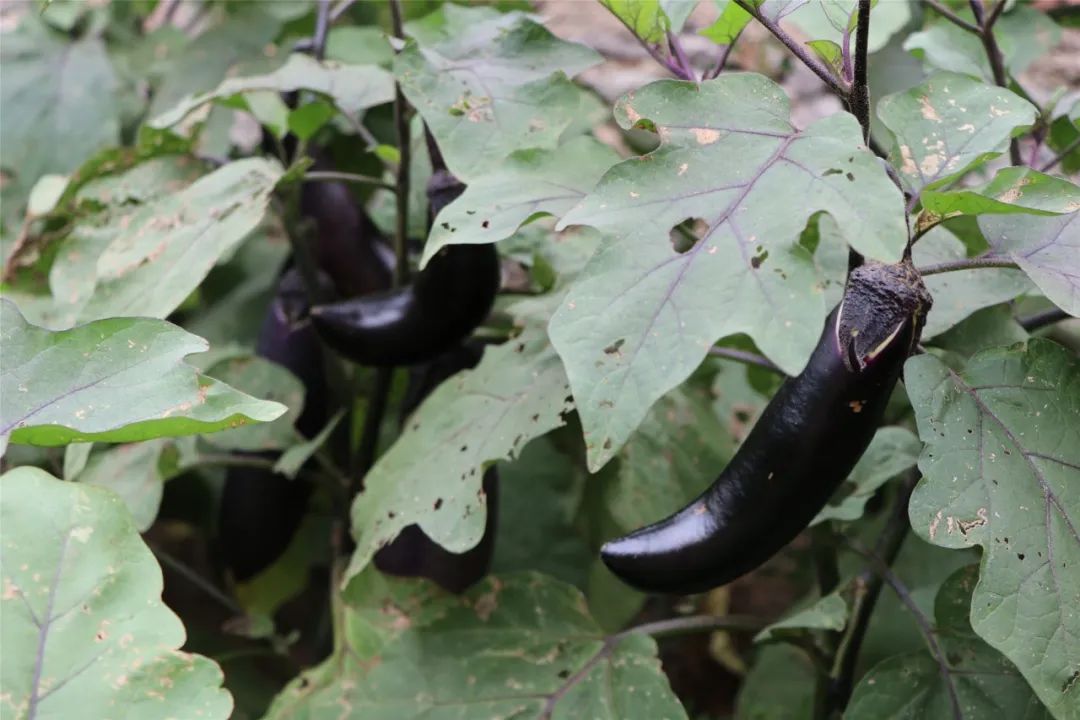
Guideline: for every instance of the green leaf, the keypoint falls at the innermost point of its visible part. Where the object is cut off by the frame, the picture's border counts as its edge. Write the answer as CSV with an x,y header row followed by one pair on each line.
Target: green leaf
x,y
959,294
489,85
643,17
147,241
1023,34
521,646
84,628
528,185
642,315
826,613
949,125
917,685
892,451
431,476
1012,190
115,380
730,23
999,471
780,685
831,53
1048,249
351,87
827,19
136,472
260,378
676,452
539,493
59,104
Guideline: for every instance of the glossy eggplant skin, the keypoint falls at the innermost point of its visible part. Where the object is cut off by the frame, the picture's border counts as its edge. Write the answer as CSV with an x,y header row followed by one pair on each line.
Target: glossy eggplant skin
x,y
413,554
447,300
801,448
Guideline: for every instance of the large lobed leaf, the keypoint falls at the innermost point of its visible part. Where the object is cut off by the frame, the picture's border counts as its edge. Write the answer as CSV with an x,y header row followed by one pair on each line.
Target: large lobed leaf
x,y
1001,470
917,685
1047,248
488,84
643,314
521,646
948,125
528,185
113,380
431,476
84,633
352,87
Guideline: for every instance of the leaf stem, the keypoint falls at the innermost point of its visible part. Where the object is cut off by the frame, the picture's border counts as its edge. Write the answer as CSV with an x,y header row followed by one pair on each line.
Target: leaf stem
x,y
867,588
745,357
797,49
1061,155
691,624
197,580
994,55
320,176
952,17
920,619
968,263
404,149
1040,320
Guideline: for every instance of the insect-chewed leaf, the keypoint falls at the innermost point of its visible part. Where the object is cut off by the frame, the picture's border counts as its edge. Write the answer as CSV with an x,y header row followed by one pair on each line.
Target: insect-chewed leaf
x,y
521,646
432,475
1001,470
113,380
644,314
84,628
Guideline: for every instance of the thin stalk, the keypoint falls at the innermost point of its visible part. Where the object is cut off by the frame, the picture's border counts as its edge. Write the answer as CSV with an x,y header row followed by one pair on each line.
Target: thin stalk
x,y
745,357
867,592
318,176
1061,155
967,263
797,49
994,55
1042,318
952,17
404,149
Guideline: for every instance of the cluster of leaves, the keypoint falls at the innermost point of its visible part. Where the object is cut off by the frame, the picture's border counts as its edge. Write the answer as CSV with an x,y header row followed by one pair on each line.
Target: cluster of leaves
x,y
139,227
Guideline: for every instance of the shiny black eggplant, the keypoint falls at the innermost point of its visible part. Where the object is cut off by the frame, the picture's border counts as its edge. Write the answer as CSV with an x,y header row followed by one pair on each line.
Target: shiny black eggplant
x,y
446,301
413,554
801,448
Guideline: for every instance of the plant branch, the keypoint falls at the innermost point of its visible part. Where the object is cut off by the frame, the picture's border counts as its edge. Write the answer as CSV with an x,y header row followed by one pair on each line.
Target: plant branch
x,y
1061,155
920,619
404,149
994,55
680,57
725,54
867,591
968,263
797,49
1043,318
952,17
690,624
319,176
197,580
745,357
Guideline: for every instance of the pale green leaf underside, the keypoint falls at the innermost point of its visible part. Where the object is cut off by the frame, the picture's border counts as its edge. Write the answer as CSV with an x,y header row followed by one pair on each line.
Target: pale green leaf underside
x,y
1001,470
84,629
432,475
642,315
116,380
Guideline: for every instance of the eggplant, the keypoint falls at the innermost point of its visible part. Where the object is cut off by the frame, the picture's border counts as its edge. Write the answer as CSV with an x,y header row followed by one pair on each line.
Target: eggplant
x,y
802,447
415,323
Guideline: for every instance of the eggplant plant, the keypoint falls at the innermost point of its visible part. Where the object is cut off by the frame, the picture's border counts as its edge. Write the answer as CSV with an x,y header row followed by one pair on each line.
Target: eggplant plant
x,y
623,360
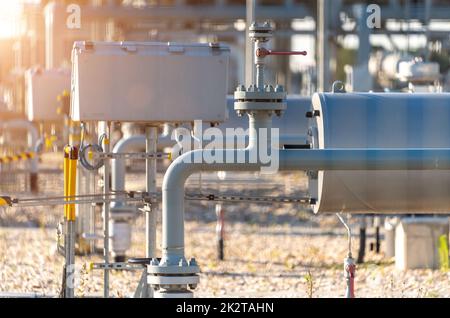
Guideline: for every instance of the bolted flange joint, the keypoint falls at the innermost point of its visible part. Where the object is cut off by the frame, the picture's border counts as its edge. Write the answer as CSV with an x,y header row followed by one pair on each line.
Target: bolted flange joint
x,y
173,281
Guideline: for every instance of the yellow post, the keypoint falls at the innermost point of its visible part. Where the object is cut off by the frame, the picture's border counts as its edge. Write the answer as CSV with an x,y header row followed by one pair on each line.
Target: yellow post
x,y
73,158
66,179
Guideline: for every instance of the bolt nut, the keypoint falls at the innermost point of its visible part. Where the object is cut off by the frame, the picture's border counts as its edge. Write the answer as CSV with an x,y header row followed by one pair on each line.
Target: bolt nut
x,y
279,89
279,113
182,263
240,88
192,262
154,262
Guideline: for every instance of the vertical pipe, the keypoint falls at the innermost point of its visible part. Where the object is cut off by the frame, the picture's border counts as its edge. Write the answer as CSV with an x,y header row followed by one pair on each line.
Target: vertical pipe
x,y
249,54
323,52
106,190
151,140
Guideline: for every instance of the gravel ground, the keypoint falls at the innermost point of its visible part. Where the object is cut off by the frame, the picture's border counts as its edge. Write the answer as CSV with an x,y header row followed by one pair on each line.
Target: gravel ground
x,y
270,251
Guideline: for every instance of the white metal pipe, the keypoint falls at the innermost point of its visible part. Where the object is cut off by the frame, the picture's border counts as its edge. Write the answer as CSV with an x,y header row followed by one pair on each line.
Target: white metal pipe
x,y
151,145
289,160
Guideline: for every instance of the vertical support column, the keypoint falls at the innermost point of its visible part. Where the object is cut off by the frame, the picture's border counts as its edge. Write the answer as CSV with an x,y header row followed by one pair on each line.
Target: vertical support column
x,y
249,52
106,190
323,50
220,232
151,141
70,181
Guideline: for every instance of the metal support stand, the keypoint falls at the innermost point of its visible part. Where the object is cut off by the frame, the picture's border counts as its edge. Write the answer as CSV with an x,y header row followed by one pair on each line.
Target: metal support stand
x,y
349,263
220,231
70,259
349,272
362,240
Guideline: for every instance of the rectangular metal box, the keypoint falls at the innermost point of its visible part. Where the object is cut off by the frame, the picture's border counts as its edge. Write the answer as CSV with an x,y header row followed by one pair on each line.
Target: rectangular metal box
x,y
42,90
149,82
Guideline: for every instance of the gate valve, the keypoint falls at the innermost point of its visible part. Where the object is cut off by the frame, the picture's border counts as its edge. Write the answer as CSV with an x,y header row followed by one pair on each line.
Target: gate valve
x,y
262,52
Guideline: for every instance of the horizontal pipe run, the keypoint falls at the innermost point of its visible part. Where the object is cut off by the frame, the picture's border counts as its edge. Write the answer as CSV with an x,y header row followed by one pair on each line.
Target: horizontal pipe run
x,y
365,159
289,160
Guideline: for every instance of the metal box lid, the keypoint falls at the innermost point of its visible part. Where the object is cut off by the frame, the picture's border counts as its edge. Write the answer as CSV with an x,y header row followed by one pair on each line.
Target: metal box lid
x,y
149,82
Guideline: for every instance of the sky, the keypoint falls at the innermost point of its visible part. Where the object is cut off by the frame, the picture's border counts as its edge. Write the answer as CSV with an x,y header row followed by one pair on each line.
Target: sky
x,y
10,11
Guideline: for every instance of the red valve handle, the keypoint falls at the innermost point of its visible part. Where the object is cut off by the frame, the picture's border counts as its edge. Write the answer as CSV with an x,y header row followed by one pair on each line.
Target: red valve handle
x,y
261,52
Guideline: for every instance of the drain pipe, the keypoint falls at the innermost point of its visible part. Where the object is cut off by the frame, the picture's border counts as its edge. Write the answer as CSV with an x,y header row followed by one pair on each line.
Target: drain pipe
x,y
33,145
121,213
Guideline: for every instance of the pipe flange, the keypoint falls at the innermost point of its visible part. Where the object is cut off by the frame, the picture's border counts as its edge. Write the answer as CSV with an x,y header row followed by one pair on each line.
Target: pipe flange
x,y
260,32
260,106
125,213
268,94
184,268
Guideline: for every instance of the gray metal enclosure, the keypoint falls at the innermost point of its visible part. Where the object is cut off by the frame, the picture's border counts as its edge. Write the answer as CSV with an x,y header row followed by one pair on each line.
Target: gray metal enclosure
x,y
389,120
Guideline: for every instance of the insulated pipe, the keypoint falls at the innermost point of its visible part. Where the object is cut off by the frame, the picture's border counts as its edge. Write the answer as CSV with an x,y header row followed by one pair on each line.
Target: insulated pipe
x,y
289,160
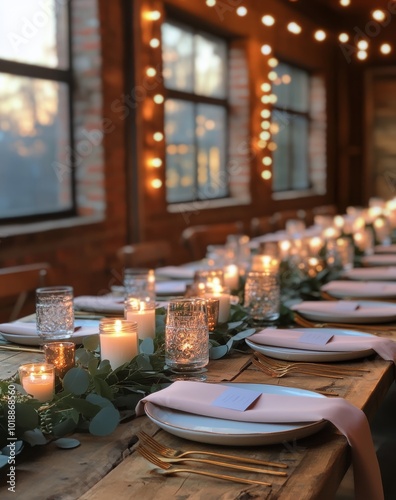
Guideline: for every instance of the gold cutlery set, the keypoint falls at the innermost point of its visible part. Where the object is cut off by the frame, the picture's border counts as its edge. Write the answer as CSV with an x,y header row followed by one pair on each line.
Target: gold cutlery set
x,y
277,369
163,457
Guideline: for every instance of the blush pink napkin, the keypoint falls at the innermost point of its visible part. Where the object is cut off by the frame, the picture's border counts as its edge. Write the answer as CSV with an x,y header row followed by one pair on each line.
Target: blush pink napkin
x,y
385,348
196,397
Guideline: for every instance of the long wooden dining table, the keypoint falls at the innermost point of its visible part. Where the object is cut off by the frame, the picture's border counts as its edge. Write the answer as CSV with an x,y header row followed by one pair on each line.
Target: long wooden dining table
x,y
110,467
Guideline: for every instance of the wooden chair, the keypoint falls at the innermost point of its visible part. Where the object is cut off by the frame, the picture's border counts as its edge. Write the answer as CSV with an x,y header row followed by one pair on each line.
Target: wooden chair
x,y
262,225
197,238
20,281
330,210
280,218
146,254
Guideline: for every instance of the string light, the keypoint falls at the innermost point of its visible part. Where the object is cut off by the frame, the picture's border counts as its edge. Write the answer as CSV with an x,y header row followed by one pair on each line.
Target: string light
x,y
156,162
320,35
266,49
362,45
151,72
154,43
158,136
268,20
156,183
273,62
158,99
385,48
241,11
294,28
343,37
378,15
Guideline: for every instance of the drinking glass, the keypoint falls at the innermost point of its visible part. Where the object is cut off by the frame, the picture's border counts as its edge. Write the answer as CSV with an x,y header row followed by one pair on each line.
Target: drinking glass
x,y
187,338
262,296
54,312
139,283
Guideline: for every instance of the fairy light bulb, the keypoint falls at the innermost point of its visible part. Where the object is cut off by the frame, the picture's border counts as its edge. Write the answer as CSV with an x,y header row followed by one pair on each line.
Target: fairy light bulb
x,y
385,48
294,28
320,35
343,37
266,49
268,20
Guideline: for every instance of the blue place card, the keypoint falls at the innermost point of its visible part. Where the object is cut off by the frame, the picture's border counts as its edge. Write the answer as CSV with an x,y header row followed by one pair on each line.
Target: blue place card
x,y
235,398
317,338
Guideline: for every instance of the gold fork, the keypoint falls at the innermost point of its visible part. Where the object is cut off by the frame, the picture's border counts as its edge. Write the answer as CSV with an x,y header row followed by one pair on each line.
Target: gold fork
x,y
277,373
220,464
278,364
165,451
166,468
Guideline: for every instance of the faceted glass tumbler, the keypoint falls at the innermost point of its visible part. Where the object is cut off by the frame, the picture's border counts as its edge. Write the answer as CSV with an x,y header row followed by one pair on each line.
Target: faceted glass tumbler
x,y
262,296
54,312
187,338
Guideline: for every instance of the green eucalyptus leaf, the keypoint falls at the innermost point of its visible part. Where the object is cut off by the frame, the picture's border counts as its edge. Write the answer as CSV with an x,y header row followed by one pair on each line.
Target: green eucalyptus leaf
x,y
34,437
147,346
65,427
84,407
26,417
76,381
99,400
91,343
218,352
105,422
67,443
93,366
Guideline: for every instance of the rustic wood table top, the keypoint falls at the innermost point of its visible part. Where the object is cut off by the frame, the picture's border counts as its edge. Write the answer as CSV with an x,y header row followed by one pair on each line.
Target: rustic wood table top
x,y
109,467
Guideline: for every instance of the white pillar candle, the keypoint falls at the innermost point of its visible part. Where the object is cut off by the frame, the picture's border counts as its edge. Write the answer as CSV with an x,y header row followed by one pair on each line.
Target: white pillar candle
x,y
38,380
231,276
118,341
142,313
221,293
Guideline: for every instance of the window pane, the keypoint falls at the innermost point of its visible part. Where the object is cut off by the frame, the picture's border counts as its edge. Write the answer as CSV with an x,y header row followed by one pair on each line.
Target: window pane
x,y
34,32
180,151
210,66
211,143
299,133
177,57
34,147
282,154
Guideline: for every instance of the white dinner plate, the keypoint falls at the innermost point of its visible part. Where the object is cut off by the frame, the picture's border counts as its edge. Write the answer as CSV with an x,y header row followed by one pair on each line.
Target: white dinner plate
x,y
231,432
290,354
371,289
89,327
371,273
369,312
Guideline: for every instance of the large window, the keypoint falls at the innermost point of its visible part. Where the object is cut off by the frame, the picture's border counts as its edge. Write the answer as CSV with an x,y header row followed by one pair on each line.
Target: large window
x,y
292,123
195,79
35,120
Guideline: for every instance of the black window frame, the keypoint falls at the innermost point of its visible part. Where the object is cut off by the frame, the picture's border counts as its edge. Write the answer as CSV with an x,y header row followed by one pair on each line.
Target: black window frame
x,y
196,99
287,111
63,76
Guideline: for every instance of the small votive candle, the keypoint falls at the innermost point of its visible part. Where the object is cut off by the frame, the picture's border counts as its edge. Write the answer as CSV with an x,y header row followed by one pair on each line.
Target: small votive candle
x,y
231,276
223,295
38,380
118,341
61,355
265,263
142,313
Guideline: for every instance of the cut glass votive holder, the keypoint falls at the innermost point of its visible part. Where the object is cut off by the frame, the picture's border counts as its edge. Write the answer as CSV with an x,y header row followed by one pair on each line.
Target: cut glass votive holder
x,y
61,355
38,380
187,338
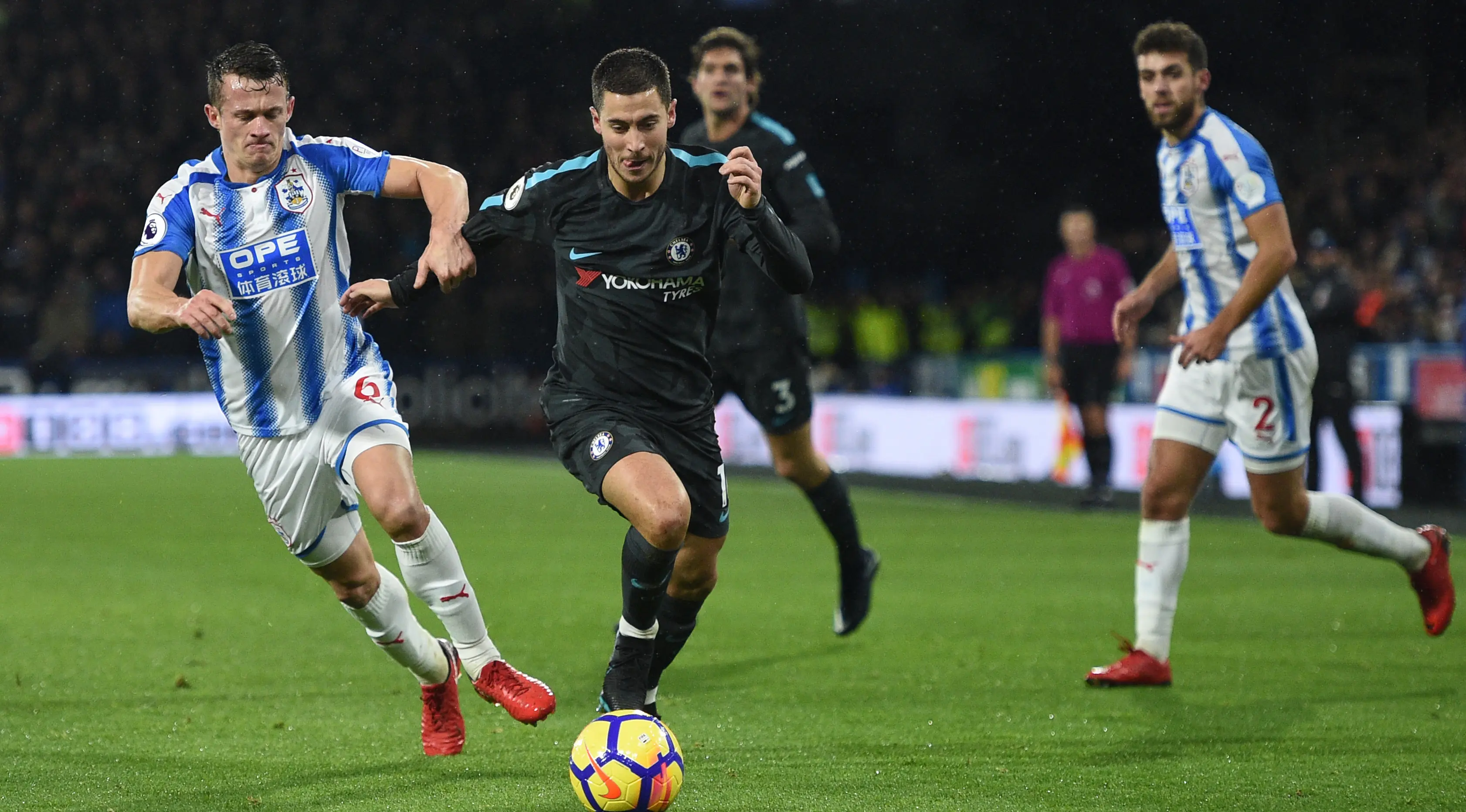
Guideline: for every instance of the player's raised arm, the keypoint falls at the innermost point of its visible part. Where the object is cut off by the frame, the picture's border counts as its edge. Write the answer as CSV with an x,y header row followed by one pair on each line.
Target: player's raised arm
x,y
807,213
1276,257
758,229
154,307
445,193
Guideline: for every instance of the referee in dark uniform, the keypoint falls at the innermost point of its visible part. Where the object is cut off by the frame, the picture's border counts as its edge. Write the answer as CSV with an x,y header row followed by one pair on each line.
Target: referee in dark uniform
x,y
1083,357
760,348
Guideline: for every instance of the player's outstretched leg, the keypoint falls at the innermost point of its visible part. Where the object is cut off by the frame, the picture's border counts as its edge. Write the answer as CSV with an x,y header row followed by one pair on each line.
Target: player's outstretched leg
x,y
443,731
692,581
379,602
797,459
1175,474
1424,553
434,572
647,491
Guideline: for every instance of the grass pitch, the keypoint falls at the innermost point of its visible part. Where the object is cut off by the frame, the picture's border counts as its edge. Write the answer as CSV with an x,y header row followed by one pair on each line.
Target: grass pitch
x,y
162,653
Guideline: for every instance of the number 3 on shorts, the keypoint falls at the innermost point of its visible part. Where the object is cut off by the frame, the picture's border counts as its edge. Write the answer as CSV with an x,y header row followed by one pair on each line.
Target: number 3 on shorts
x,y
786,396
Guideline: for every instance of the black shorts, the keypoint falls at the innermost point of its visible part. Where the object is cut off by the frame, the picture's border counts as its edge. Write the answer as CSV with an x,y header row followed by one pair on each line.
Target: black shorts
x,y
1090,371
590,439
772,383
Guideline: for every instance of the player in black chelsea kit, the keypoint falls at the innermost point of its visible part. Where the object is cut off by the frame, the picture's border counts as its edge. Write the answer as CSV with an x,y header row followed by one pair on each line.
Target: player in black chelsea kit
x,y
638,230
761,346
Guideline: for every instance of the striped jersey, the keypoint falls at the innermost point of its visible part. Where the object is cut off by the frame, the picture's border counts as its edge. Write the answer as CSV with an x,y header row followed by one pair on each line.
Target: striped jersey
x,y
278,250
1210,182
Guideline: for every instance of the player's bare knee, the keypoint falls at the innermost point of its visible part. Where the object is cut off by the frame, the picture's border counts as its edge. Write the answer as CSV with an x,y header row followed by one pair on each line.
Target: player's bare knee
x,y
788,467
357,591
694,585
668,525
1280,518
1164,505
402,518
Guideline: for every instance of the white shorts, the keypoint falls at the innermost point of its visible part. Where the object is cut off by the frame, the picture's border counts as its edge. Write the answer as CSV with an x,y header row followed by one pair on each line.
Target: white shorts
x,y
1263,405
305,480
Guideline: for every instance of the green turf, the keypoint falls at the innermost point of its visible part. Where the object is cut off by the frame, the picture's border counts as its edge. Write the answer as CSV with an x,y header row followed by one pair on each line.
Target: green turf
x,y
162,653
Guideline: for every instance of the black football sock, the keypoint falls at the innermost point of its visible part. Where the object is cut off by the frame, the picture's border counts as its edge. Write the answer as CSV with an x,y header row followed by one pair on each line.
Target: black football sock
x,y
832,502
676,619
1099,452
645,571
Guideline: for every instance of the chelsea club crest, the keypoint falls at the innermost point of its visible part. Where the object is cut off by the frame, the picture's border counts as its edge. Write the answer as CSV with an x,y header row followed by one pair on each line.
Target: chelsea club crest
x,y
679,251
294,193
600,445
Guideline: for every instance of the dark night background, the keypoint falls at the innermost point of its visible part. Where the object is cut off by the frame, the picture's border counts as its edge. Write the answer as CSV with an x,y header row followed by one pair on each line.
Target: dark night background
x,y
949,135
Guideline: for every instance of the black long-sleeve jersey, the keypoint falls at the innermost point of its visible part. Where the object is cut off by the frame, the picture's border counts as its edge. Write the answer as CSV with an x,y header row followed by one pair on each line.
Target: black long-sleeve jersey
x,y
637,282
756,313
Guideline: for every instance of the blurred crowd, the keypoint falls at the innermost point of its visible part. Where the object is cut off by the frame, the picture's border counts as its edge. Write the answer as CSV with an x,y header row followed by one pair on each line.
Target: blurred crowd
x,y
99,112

┄┄┄┄┄┄

Can you repeat, word for word, every line above from the one containing "Target: red valve handle" down to the one containing "Guideline: for every instance of the drain", including both?

**Solution below**:
Target: red valve handle
x,y
261,52
Guideline: for every instance of the drain pipe, the keypoint falls at the innermost point of its visible part. Where the object is cut off by the frame, the picture's border counts as its edge. Write the answer as CSV with an x,y header row followed by one pair on each line.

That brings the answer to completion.